Dataset rows:
+++

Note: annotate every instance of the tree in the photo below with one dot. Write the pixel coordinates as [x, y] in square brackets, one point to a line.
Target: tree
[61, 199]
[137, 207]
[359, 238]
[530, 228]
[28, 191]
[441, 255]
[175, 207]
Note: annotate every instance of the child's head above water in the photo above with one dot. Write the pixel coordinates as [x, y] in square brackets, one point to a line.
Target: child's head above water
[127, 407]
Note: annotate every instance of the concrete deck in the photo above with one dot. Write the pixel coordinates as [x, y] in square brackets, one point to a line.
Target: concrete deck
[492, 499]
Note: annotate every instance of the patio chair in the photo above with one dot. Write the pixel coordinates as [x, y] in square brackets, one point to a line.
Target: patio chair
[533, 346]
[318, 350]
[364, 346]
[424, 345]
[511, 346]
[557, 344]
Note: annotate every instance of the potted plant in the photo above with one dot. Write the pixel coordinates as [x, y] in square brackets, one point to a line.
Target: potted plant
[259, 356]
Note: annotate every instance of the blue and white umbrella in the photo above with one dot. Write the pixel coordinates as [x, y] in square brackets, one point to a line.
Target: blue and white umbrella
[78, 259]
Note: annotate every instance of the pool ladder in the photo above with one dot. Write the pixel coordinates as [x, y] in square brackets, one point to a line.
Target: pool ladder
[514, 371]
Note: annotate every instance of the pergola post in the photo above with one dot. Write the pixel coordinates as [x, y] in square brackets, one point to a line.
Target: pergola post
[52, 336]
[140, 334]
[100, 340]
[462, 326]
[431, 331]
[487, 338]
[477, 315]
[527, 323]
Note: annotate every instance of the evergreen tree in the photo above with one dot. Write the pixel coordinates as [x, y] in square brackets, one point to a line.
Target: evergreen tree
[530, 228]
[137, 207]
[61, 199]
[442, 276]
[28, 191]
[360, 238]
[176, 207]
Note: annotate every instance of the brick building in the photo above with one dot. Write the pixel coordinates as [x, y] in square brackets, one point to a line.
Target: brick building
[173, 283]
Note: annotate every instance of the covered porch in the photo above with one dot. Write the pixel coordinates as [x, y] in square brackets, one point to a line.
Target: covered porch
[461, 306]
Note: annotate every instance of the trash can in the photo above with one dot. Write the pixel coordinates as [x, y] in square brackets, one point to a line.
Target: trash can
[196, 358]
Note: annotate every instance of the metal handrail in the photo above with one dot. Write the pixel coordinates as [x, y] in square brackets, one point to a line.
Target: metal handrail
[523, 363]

+++

▸ **Short problem**
Copy all of the material above line for line, without altering anything.

▸ **Task response**
Note: annotate every instance of the tree in the photo below with one dot. Write the pixel coordinates as [x, y] in square brackets, one point to a line.
Target: tree
[61, 199]
[137, 207]
[359, 238]
[530, 228]
[28, 191]
[441, 255]
[175, 207]
Note: annotate every instance of the child's head above water in the photo above with one dot. Write the pixel coordinates as [x, y] in square brackets, one point to a line.
Target: child's head above water
[127, 407]
Note: annotate every instance of the concrete deck in the photo above with one dot. Write the pixel coordinates as [x, y] in square brackets, one point to a line.
Target: concrete deck
[492, 499]
Note: annotate every instance of the patio chair in the photo above with one dot. Write the pixel coordinates as [x, y] in square brackets, one point to a line.
Target: patio chair
[533, 346]
[318, 350]
[364, 346]
[424, 345]
[511, 346]
[557, 344]
Note: annotate every instance of the potted plant in the photo above with one dot. Write the pixel coordinates as [x, y] in square brackets, one point to a line.
Target: potted plant
[259, 356]
Note: annotate every instance of the blue and white umbrella in the photo above with one dot. Write the pixel coordinates as [x, y] in square brackets, one point to a line.
Target: blue and white umbrella
[78, 259]
Note: annotate every instance of the pool ladder in the photo above with one dot. Write the pixel coordinates as [x, y] in square brackets, one point to a line.
Target: pool ladder
[514, 371]
Note: annotate every instance of the pergola post in the photo above with one dot. Write the pixel coordinates as [x, y] in square brackets, one point to a line.
Target: pergola post
[52, 336]
[140, 334]
[100, 340]
[462, 326]
[431, 331]
[487, 338]
[477, 315]
[527, 323]
Note: annotate every instance of the evergreen tree in the photo above with one dot. Write the pixel coordinates as [x, y] in square brackets, one point to a line.
Target: evergreen tree
[530, 228]
[137, 207]
[61, 199]
[442, 276]
[28, 191]
[360, 238]
[176, 207]
Note: annotate every instance of the brick building in the photo above with one dot. Write the pixel coordinates as [x, y] in square brackets, one point to a line.
Target: brick building
[173, 283]
Note: annotate every instance of the covered porch in the photo above with one dot. Write the pixel coordinates as [x, y] in square brackets, one point to a line.
Target: covered porch
[461, 306]
Note: annotate every instance of the trash can in the photo above with one dot. Write the pixel coordinates as [x, y] in square brackets, one point to a line.
Target: trash can
[196, 358]
Note: annotate every instance of the metal handrail in the photo above with one dot. Write the pixel coordinates as [x, y] in square brackets, one point to a line.
Target: metal handrail
[523, 363]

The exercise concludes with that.